* [Document]
On Tue, Nov 16 2021 at 01:32:17 PM +0100, Ævar Arnfjörð Bjarmason 
<avarab@gmail.com> wrote:
> 
> On Tue, Nov 16 2021, Carlo Marcelo Arenas Belón wrote:
> 
>>  Since ae39ba431a (grep/pcre2: fix an edge case concerning ascii 
>> patterns
>>  and UTF-8 data, 2021-10-15), PCRE_UTF mode is enabled in cases 
>> where it
>>  will fail because of UTF-8 validation, which is needed for versions 
>> of
>>  PCRE2 older than 10.34.
>> 
>>  Revert the change on logic to avoid failures that were reported 
>> from the
>>  test cases, but that should also reflect in normal use when JIT is 
>> enabled
>>  and could result in crashes (or worse), as UTF-8 validation is 
>> skipped.
>> 
>>  Keeping the tests, as they pass even without the fix as replicated 
>> locally
>>  in Debian 10 and the CI.
>> 
>>  Reported-by: Andreas Schwab <schwab@linux-m68k.org>
>>  Signed-off-by: Carlo Marcelo Arenas Belón <carenas@gmail.com>
>>  ---
>>   grep.c | 6 ++----
>>   1 file changed, 2 insertions(+), 4 deletions(-)
>> 
>>  diff --git a/grep.c b/grep.c
>>  index f6e113e9f0..fe847a0111 100644
>>  --- a/grep.c
>>  +++ b/grep.c
>>  @@ -382,10 +382,8 @@ static void compile_pcre2_pattern(struct 
>> grep_pat *p, const struct grep_opt *opt
>>   		}
>>   		options |= PCRE2_CASELESS;
>>   	}
>>  -	if ((!opt->ignore_locale && !has_non_ascii(p->pattern)) ||
>>  -	    (!opt->ignore_locale && is_utf8_locale() &&
>>  -	     has_non_ascii(p->pattern) && !(!opt->ignore_case &&
>>  -					    (p->fixed || p->is_fixed))))
>>  +	if (!opt->ignore_locale && is_utf8_locale() && 
>> has_non_ascii(p->pattern) &&
>>  +	    !(!opt->ignore_case && (p->fixed || p->is_fixed)))
>>   		options |= (PCRE2_UTF | PCRE2_MATCH_INVALID_UTF);
>> 
>>   #ifdef GIT_PCRE2_VERSION_10_36_OR_HIGHER
> 
> Hrm.
> 
> A few things:
> 
> First, if we've got a post-PCREv2 version whatever fix let's guard 
> that
> with an ifdef, see thep GIT_PCRE2_VERSION_*_HIGHER at the top of 
> grep.h.

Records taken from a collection
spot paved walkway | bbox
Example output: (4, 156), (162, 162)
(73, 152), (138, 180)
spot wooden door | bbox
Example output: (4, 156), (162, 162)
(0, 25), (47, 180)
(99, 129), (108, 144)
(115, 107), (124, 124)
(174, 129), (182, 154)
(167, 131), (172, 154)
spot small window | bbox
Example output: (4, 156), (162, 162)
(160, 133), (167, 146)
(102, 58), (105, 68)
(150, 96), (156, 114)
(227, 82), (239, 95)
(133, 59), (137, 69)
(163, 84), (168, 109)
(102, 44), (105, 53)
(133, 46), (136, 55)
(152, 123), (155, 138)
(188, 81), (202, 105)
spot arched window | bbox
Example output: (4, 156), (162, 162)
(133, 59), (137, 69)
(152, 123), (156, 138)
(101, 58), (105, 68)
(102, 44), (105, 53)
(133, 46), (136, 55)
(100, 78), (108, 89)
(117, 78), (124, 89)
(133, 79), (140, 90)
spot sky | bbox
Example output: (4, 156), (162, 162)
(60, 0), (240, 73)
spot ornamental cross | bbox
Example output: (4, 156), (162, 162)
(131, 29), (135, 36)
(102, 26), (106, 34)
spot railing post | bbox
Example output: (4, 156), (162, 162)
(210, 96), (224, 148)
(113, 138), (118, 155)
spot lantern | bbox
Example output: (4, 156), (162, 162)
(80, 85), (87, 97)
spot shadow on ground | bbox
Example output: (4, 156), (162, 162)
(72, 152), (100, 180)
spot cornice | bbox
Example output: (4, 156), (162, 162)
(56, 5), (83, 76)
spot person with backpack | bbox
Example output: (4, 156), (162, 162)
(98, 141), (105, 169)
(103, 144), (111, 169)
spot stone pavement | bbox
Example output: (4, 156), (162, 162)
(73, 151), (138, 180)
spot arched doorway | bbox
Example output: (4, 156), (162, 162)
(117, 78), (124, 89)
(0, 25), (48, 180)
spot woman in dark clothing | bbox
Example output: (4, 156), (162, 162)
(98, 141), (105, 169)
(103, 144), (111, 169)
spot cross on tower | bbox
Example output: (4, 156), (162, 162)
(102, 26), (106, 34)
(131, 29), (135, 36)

* [Task list]
1. Can you copy out the stretch of the records from the line containing "spot arched window | bbox" through the line containing "(80, 85), (87, 97)", keeping every line identical?
2. How would the PCRE2 patch discussion go on from the point where it stops?
The PCRE2 patch discussion and the records have nothing to do with each other.

* [Answers for the tasks]
1.
spot arched window | bbox
Example output: (4, 156), (162, 162)
(133, 59), (137, 69)
(152, 123), (156, 138)
(101, 58), (105, 68)
(102, 44), (105, 53)
(133, 46), (136, 55)
(100, 78), (108, 89)
(117, 78), (124, 89)
(133, 79), (140, 90)
spot sky | bbox
Example output: (4, 156), (162, 162)
(60, 0), (240, 73)
spot ornamental cross | bbox
Example output: (4, 156), (162, 162)
(131, 29), (135, 36)
(102, 26), (106, 34)
spot railing post | bbox
Example output: (4, 156), (162, 162)
(210, 96), (224, 148)
(113, 138), (118, 155)
spot lantern | bbox
Example output: (4, 156), (162, 162)
(80, 85), (87, 97)

2.
> 
> It really helps to have those, both to know to test on those older
> versions, and also so that we can at some point in the future bump the
> required version and drop these workarounds entirely (as we do with
> git-curl-compat.h).
> 
> Secondly, whatever do here let's first fix the test added in 
> ae39ba431a,
> so we're not groping around in the dark even more.
> 
> I didn't spot this at the time but the test that Hamza added in that
> based on my initial report[1] is broken & doesn't test anything
> meaningful. It needs to have this applied:
> 
> 	diff --git a/t/t7812-grep-icase-non-ascii.sh 
> b/t/t7812-grep-icase-non-ascii.sh
> 	index 22487d90fdc..1da6b07a579 100755
> 	--- a/t/t7812-grep-icase-non-ascii.sh
> 	+++ b/t/t7812-grep-icase-non-ascii.sh
> 	@@ -60,7 +60,7 @@ test_expect_success GETTEXT_LOCALE,PCRE 'log 
> --author with an ascii pattern on U
> 	        test_write_lines "forth" >file4 &&
> 	        git add file4 &&
> 	        git commit --author="À Ú Thor <author@example.com>" -m 
> sécond &&
> 	-       git log -1 --color=always --perl-regexp --author=".*Thor" 
> >log &&
> 	+       git log -1 --color=always --perl-regexp --author=". . Thor" 
> >log &&
> 	        grep Author log >actual.raw &&
> 	        test_decode_color <actual.raw >actual &&
> 	        test_cmp expected actual
> 
> I.e. the whole point of using the color output to test this is to
> discover where PCRE2 is going to consider a character boundary to be,
> using .* means that it won't be tested at add, since .* will happily 
> eat
> up whatever arbitrary data it finds with or without UTF-8 mode.
> 
> Other tests added in that & adjacent (if any?) commits may have the 
> same
> issue, I haven't dug into it.
> 
> If we lead with that patch we'll get the test passing on master as
> before, but with your patch above it'll break. I.e. the "when not
> needed' in the $subject isn't true, it's just that the test is
> completely broken.
> 
> In the context of this being a pretty urgent post-release fix (but I
> don't know if Junio would consider a point-release, so perhaphs it's
> not) I'd be OK with either of:
> 
>  A. Let's back out this new log grep color thing entirely while we
>     reconsider this. The gitster/hm/paint-hits-in-log-grep topic
>     currently reverts cleanly.
> 
>  B. Don't break the new log grep color thing, and also fix the 
> 'grepping
>     binary' regression (which is much more important than having A)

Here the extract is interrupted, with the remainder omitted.